> [Provided records]:
⟨
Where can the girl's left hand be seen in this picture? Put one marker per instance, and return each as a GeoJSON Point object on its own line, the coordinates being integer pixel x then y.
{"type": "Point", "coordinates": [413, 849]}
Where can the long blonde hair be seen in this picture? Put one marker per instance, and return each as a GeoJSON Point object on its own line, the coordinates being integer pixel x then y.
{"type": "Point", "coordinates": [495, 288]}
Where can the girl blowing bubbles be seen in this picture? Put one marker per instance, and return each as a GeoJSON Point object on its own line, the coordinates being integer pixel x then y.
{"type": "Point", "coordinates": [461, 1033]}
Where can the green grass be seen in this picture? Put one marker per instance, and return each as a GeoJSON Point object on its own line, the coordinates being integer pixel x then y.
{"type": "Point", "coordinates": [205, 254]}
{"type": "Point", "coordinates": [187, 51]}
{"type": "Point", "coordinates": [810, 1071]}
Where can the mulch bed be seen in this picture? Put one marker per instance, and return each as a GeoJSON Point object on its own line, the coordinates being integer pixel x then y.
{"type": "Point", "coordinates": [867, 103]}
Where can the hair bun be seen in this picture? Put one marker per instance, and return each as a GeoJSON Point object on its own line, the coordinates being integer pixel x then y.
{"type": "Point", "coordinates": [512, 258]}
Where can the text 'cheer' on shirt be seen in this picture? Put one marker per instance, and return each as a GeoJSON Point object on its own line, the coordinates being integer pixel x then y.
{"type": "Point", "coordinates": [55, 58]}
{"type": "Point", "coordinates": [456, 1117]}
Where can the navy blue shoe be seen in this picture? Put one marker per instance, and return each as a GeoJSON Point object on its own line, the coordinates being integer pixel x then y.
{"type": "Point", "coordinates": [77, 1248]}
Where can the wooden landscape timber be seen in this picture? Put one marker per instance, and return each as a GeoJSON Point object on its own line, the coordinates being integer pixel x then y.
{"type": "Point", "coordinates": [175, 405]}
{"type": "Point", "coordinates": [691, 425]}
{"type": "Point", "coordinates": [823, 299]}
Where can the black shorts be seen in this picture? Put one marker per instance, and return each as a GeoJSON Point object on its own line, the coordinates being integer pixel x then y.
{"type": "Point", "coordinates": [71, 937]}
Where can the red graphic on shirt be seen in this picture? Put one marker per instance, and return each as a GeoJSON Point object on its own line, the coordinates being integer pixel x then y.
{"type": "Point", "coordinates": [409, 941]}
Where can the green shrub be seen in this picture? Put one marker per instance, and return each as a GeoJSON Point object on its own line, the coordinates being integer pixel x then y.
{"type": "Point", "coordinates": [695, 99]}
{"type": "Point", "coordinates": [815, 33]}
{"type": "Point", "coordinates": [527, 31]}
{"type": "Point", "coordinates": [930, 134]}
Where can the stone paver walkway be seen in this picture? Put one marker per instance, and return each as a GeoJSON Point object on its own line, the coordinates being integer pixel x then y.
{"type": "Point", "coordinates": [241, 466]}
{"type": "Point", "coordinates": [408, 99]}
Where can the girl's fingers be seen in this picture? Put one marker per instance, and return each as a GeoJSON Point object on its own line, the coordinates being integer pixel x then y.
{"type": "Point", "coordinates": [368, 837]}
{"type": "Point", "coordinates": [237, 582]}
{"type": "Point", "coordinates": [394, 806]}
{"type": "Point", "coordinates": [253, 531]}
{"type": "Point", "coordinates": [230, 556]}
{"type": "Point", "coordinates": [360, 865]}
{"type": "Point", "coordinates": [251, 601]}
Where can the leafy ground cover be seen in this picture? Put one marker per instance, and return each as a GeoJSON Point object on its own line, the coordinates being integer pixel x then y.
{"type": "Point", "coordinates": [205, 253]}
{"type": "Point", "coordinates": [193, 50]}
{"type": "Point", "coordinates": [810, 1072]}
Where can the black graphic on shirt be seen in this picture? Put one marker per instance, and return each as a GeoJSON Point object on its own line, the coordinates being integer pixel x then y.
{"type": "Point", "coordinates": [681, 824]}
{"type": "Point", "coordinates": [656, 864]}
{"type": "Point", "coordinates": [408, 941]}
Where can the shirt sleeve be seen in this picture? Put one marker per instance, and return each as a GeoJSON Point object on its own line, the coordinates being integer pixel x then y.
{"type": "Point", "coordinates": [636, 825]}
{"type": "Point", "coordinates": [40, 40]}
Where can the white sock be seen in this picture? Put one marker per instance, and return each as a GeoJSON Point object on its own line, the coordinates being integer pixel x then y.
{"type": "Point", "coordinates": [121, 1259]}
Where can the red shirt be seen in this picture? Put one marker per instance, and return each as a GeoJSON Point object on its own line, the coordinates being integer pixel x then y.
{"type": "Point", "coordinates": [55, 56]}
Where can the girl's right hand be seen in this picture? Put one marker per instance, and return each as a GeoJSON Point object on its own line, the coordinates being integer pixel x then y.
⟩
> [Aim]: Swap "marker" for "dot" everywhere in the lines above, and leave every other word as it is.

> [Problem solution]:
Where can the girl's left hand be seen in this picture? Put one dot per instance, and return each as a GeoJSON Point object on its own line, the coordinates being integer pixel x then y.
{"type": "Point", "coordinates": [413, 849]}
Where can the long blonde hair be seen in this picture? Put one dot per instance, and return each as a GeoJSON Point object on its own line, the coordinates being integer pixel x then y.
{"type": "Point", "coordinates": [495, 288]}
Where can the girl blowing bubbles be seen in this picture? Put one dot per instance, and return each as a GeoJSON Point object on its own line, the coordinates being integer pixel x then y.
{"type": "Point", "coordinates": [461, 1033]}
Where can the green grass be seen in this picture? Put one dot per instance, and return each as a GeoJSON Point object on its own line, the coordinates being integer pixel x then y.
{"type": "Point", "coordinates": [205, 254]}
{"type": "Point", "coordinates": [187, 51]}
{"type": "Point", "coordinates": [810, 1071]}
Where can the mulch bed be seen in this picture? Put one dot per instance, and return each as a GeoJSON Point object on its own line, the coordinates being integer pixel x then y.
{"type": "Point", "coordinates": [867, 103]}
Where can the hair bun be seen in this picture? Put one dot per instance, and return each as a GeoJSON Point object on its own line, the coordinates being integer pixel x then y.
{"type": "Point", "coordinates": [512, 258]}
Where can the text 'cheer' on shirt be seen in this picture? Put one dot per instance, and return each as a GeoJSON Point object on its own line, the coordinates being integer pixel x then y.
{"type": "Point", "coordinates": [55, 58]}
{"type": "Point", "coordinates": [456, 1117]}
Where can the navy blue shoe be seen in this picture? Put one dot per instance, and return each as a GeoJSON Point object on its own line, the coordinates being integer pixel x then y.
{"type": "Point", "coordinates": [77, 1248]}
Where can the wooden landscape timber be seen in this picture? Put one dot per instance, and return each as a GeoJSON Point object on its own line, the coordinates being integer pixel x then y.
{"type": "Point", "coordinates": [175, 405]}
{"type": "Point", "coordinates": [691, 425]}
{"type": "Point", "coordinates": [823, 299]}
Where can the black shorts be seen in this picture? Put one dot per instance, and return each as a GeoJSON Point object on its own line, the coordinates being integer pixel x then y.
{"type": "Point", "coordinates": [71, 937]}
Where can the red graphic on shirt be seen in this picture? Put one dot per instance, and return each as a GeoJSON Point object on its own line, the coordinates being integer pixel x then y.
{"type": "Point", "coordinates": [409, 941]}
Where can the green shrub be seen in this picture? Put one dot per instance, and return each as a GeoJSON Point object on its own line, the coordinates being integer pixel x then y.
{"type": "Point", "coordinates": [695, 99]}
{"type": "Point", "coordinates": [815, 33]}
{"type": "Point", "coordinates": [527, 31]}
{"type": "Point", "coordinates": [930, 134]}
Where can the stone paver walkway be seen in this picture? Put one dot per instance, and return each as a GeoJSON Point object on its own line, the coordinates being integer pixel x then y.
{"type": "Point", "coordinates": [241, 466]}
{"type": "Point", "coordinates": [408, 99]}
Where can the girl's fingers be seen in this picture? Put one dot per instance, and return each as a GeoJSON Point object on its own line, the coordinates being integer pixel x then y.
{"type": "Point", "coordinates": [368, 837]}
{"type": "Point", "coordinates": [237, 582]}
{"type": "Point", "coordinates": [394, 806]}
{"type": "Point", "coordinates": [253, 531]}
{"type": "Point", "coordinates": [230, 556]}
{"type": "Point", "coordinates": [360, 865]}
{"type": "Point", "coordinates": [251, 601]}
Where can the leafy ground cover be seen in this picture? Put one dot per instance, and return each as a GeoJSON Point object on its own line, the coordinates being integer pixel x then y.
{"type": "Point", "coordinates": [205, 253]}
{"type": "Point", "coordinates": [193, 50]}
{"type": "Point", "coordinates": [810, 1072]}
Where can the black graphic on shirt be seen in this picture? Put one dot per instance, and return each as a GeoJSON Point object on its own line, the coordinates being integer pixel x then y.
{"type": "Point", "coordinates": [681, 824]}
{"type": "Point", "coordinates": [656, 864]}
{"type": "Point", "coordinates": [408, 941]}
Where can the shirt sleeve be seen in this picture? Put one dot per instance, and return each as a GeoJSON Point object on its own line, the coordinates being integer pixel x then y.
{"type": "Point", "coordinates": [636, 825]}
{"type": "Point", "coordinates": [40, 40]}
Where can the white sock be seen in this picture? Put one dot per instance, and return each as a GeoJSON Point object on its own line, the coordinates being integer pixel x then y.
{"type": "Point", "coordinates": [121, 1259]}
Where can the red shirt be seen in this picture? Put one dot per instance, and return each as a GeoJSON Point object on its own line, the coordinates being integer pixel x then y.
{"type": "Point", "coordinates": [55, 56]}
Where can the girl's right hand be seen in this picture? Put one dot per instance, and return each as a GeoJSON Point object on its own line, the coordinates being integer pixel x then y.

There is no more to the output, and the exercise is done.